# DATA FOR THIS EXERCISE:
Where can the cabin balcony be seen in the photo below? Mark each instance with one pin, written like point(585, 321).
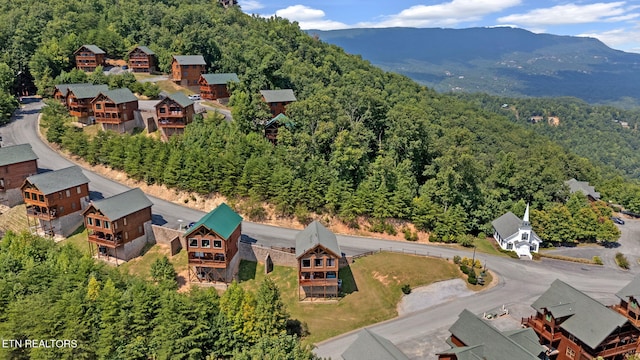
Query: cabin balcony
point(542, 329)
point(41, 212)
point(105, 238)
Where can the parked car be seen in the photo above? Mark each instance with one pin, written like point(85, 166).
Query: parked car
point(617, 220)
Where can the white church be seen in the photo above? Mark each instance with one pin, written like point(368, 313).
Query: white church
point(515, 234)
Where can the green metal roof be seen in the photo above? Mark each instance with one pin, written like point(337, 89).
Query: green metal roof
point(316, 234)
point(220, 79)
point(632, 290)
point(221, 220)
point(87, 91)
point(285, 95)
point(16, 154)
point(144, 49)
point(120, 96)
point(589, 320)
point(190, 59)
point(94, 49)
point(123, 204)
point(372, 346)
point(58, 180)
point(483, 341)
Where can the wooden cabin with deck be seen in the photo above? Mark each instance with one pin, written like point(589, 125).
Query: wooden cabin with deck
point(114, 110)
point(118, 225)
point(572, 325)
point(186, 69)
point(174, 113)
point(17, 162)
point(142, 60)
point(214, 86)
point(88, 57)
point(55, 201)
point(212, 246)
point(318, 256)
point(278, 100)
point(79, 99)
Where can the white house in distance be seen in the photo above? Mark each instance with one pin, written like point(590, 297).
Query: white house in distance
point(514, 234)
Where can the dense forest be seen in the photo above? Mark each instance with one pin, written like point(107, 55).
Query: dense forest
point(54, 292)
point(366, 142)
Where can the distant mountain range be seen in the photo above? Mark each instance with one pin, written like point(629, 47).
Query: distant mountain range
point(500, 61)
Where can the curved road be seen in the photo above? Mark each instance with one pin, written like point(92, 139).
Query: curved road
point(520, 281)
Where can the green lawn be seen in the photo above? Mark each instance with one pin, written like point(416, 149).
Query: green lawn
point(372, 286)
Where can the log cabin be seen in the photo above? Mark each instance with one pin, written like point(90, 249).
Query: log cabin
point(214, 86)
point(278, 100)
point(186, 69)
point(318, 256)
point(118, 225)
point(55, 200)
point(17, 163)
point(212, 246)
point(174, 113)
point(88, 57)
point(114, 110)
point(142, 60)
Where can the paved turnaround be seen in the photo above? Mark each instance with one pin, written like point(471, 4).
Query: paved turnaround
point(520, 281)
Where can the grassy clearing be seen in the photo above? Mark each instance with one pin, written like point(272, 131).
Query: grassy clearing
point(372, 285)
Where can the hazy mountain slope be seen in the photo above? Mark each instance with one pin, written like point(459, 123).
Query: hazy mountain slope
point(503, 61)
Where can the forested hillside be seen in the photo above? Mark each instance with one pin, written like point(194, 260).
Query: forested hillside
point(366, 142)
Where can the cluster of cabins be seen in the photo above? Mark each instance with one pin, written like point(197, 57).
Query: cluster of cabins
point(119, 110)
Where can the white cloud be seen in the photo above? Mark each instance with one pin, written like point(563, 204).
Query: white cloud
point(249, 5)
point(445, 14)
point(568, 14)
point(309, 18)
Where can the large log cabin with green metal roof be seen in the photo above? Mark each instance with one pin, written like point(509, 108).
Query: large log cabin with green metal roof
point(55, 201)
point(212, 246)
point(119, 225)
point(318, 256)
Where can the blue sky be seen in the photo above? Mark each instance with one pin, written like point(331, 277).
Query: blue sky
point(615, 23)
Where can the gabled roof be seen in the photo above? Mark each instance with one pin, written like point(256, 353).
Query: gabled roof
point(589, 320)
point(16, 154)
point(58, 180)
point(94, 49)
point(220, 79)
point(582, 186)
point(120, 96)
point(285, 95)
point(316, 234)
point(82, 91)
point(189, 59)
point(178, 97)
point(483, 341)
point(144, 49)
point(221, 220)
point(121, 205)
point(372, 346)
point(507, 224)
point(631, 290)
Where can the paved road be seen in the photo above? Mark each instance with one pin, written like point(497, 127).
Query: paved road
point(520, 281)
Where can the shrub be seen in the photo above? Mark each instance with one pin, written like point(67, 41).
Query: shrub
point(406, 289)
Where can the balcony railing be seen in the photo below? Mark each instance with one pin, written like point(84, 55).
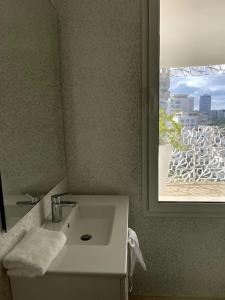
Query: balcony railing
point(203, 156)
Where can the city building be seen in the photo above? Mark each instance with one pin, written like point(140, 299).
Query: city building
point(205, 103)
point(164, 93)
point(188, 120)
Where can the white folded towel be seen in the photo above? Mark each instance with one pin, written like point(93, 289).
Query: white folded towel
point(32, 256)
point(135, 252)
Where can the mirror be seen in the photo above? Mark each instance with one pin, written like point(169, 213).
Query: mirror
point(32, 158)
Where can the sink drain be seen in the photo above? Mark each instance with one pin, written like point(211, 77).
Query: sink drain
point(86, 237)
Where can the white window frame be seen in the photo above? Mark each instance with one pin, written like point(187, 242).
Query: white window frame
point(150, 106)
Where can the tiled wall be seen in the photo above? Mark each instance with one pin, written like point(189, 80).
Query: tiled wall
point(101, 55)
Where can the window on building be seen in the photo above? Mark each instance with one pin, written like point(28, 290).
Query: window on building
point(190, 99)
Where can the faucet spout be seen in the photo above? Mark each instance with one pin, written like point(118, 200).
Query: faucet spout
point(57, 203)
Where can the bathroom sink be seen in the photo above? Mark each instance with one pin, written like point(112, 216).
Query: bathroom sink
point(96, 230)
point(90, 225)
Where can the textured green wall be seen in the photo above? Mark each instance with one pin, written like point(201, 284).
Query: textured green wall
point(101, 58)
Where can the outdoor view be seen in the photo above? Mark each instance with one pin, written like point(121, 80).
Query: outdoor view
point(192, 131)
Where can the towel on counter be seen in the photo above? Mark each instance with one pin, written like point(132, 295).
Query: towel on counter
point(32, 256)
point(135, 252)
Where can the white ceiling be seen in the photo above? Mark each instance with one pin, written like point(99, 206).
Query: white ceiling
point(192, 32)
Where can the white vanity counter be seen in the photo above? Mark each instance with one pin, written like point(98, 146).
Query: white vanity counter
point(105, 254)
point(85, 270)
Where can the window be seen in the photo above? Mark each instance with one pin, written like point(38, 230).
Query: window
point(183, 107)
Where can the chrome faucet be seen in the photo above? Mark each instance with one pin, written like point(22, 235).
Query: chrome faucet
point(57, 204)
point(34, 199)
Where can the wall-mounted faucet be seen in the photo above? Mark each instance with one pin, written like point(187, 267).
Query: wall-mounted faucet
point(57, 204)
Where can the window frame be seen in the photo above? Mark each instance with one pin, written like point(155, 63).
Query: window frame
point(150, 16)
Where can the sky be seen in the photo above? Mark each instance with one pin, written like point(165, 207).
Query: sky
point(196, 86)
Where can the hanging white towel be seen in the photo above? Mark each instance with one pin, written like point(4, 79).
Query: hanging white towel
point(135, 252)
point(34, 253)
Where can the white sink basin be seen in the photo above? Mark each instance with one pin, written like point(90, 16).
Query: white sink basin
point(103, 221)
point(90, 225)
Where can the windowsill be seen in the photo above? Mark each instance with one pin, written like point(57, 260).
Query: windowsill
point(193, 192)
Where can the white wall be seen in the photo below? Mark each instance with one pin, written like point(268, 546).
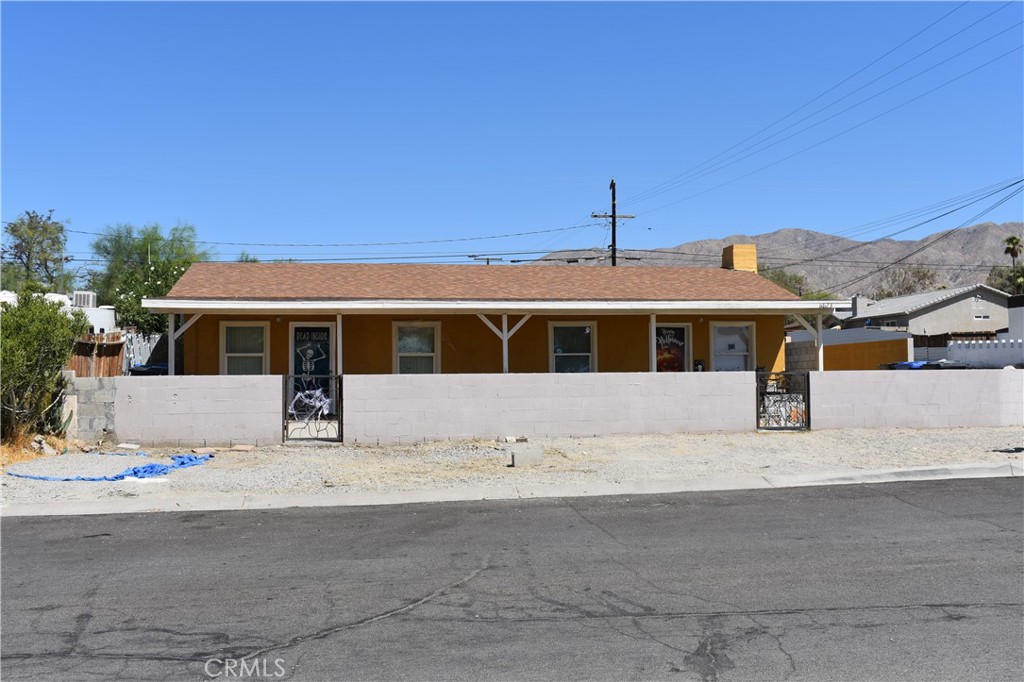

# WRITTEN INSTRUCTION:
Copy all of the records above word for word, leaving out the pictures.

# EXERCISE RESPONSE:
Where can the cabin balcony be seen in the photo below? Mark each instance with one pin, written like point(585, 321).
Query: cabin balcony
point(542, 329)
point(41, 212)
point(105, 238)
Where can the parked car be seen in the photo above? Mark each instance with one pin, written like point(85, 166).
Query: parked car
point(617, 220)
Where can the white church be seen in the photo above? Mark each instance with one pin, written like point(368, 313).
Query: white church
point(515, 234)
Where can the green metal roof be seen in the photo above? Mark each instance with one pin, written like point(337, 89).
Query: green metal roof
point(316, 234)
point(220, 79)
point(632, 290)
point(221, 220)
point(87, 91)
point(285, 95)
point(16, 154)
point(144, 49)
point(120, 96)
point(589, 320)
point(190, 59)
point(94, 49)
point(123, 204)
point(372, 346)
point(58, 180)
point(483, 341)
Where can the wooden cabin with deck be seen in the photo above? Mark each instance with one pin, written like point(589, 125).
Query: wooden cabin with deck
point(114, 110)
point(118, 225)
point(572, 325)
point(186, 69)
point(174, 113)
point(17, 162)
point(142, 60)
point(214, 86)
point(88, 57)
point(55, 201)
point(212, 246)
point(318, 256)
point(278, 100)
point(79, 99)
Where can the white house in distance be seen in the photo above? Mark each instance with one pin, written like point(590, 297).
Query: white house in distance
point(514, 234)
Where can the dense forest be seen in the photo above? Mark each instance with one pin, written like point(107, 55).
Query: dense forest
point(54, 292)
point(366, 142)
Where can the distant mountain range be seen in the photo above? Mark each instance with one pin, written like point(629, 47).
Query: distant mountain range
point(500, 61)
Where can the curved road be seen in the photo above? Mark each instance with one pin, written like point(92, 139).
Query: curved road
point(520, 281)
Where can the green lawn be seen in the photo above? Mark each instance with one pin, written like point(416, 149).
Query: green lawn
point(372, 286)
Where can the log cabin be seen in the photo above? Mark each instance with one pin, written like point(90, 249).
Query: log cabin
point(214, 86)
point(278, 100)
point(186, 69)
point(318, 256)
point(118, 225)
point(55, 200)
point(17, 163)
point(212, 246)
point(174, 113)
point(88, 57)
point(114, 110)
point(142, 60)
Where can the paved turnaround be seen in the photo above? Mark each instance with one pin, written like point(471, 4).
Query: paved turnaround
point(520, 281)
Where can the grassy clearing be seen in the photo above? Mark each instance with one pin, written like point(272, 131).
Query: grassy clearing
point(372, 285)
Where can the hazy mountain slope be seen in the photo above? Mark each instance with one pin, written like point(459, 123).
Query: hazy mountain slope
point(503, 61)
Where can the forested hillside be seen in the photo above? Mark each instance with one pin, written like point(194, 260).
Query: forested hillside
point(366, 142)
Where can the cluster of cabins be seen in the photo above? Mark each instance with one pin, written like point(197, 57).
Query: cluster of cabins
point(119, 110)
Where can the white cloud be seen in the photo above? Mark each instance with one pin, written like point(563, 204).
Query: white cloud
point(249, 5)
point(445, 14)
point(568, 14)
point(309, 18)
Where can the large log cabin with green metal roof be seen in the photo above? Mark each instance with one pin, written like point(509, 108).
Query: large log cabin with green metal roof
point(55, 201)
point(212, 246)
point(119, 225)
point(318, 256)
Where can the blue sky be seen in the photo above? Mark each instance with one pin, written like point(331, 277).
Query: blue sky
point(615, 23)
Where can the gabled roof be seen in the photo above? Mark each instance with one pin, written like point(256, 353).
Query: gabled roof
point(589, 320)
point(16, 154)
point(58, 180)
point(94, 49)
point(220, 79)
point(582, 186)
point(120, 96)
point(285, 95)
point(316, 234)
point(82, 91)
point(189, 59)
point(178, 97)
point(483, 341)
point(144, 49)
point(221, 220)
point(121, 205)
point(372, 346)
point(507, 224)
point(631, 290)
Where can the paved road be seen in the photo above? Mark each instance with one pin, written like point(497, 127).
Query: paved road
point(520, 281)
Where can the shrub be seen in the photo above? Mark each instance with one pin, written like point(67, 41).
Query: shrub
point(406, 289)
Where can the balcony railing be seen in the photo below? Mark each instance with one pin, written like point(84, 55).
Query: balcony railing
point(203, 156)
Where can the city building be seen in the photo above? Mark each instance with one pin, written like point(140, 299).
Query: city building
point(205, 103)
point(164, 93)
point(188, 120)
Where can the white folded towel be seen in the photo above? Mark each instance with one pin, written like point(93, 289).
Query: white folded towel
point(32, 256)
point(135, 252)
Where can the mirror be seen in the photo above? Mark each instance with one pin, written like point(169, 213).
Query: mirror
point(32, 158)
Where can the sink drain be seen in the photo above? Mark each instance with one pin, written like point(211, 77).
Query: sink drain
point(86, 237)
Where can the white window frame be seen in the photo above? Mark each instance with one pin, written like point(187, 242).
Query: white window frame
point(150, 106)
Where can the tiled wall be seen in the photo above? Mark each instance with one pin, written like point(189, 80).
Query: tiled wall
point(101, 55)
Where can the window on building be seen in the photo above? Mark each instance with one pin, written like point(28, 290).
Query: window on building
point(190, 99)
Where can the faucet spout be seen in the photo above? Mark each instance with one pin, written like point(118, 200).
Query: faucet spout
point(57, 203)
Where can the bathroom sink be seen in the photo above? Mark each instance with one pin, written like point(112, 216).
Query: bathroom sink
point(96, 230)
point(90, 225)
Where can the textured green wall be seen in the photo above? Mark each instance with one pin, written like point(201, 284).
Query: textured green wall
point(101, 58)
Where can the outdoor view be seen in the photo above? Mark each instance with one pin, written like point(121, 80).
Query: outdoor view
point(192, 131)
Where can the towel on counter be seen in the photo above? Mark each instance with one pin, written like point(132, 295).
Query: towel on counter
point(32, 256)
point(135, 252)
Where can the white ceiling be seen in the photo above? Mark each instance with one pin, written like point(99, 206).
Query: white ceiling
point(192, 32)
Where can the white vanity counter be seen in the photo above? Mark each instance with one pin, written like point(98, 146).
Query: white vanity counter
point(105, 254)
point(85, 270)
Where can the window be seen in the photo above? Mark each instance with one pin, written like point(38, 230).
Query: window
point(183, 107)
Where can the chrome faucet be seen in the photo above? Mark each instance with one pin, written like point(22, 235).
Query: chrome faucet
point(57, 204)
point(34, 199)
Where can the wall-mounted faucet be seen in the photo above? Mark each instance with one pin, written like point(187, 267).
Query: wall-mounted faucet
point(57, 204)
Where can the window frame be seen in the photo above? Mark each instance with one pin, written like point(155, 63).
Query: window frame
point(150, 16)
Where can the sky be seen in the photo above? Mark each instance with one pin, written like point(165, 207).
Query: sky
point(196, 86)
Where can the hanging white towel be seen in the photo above? Mark each instance with one pin, written like point(4, 79).
Query: hanging white towel
point(135, 252)
point(34, 253)
Where can the white sink basin be seen in the photo above? Mark each instance with one pin, written like point(90, 16).
Query: white sink basin
point(103, 221)
point(90, 225)
Where can the windowsill be seen in the photo above? Mark each instance with one pin, written like point(57, 260).
Query: windowsill
point(193, 192)
Where can the white wall be seen in the photo below? Mark each instance with one pin, written like point(268, 546).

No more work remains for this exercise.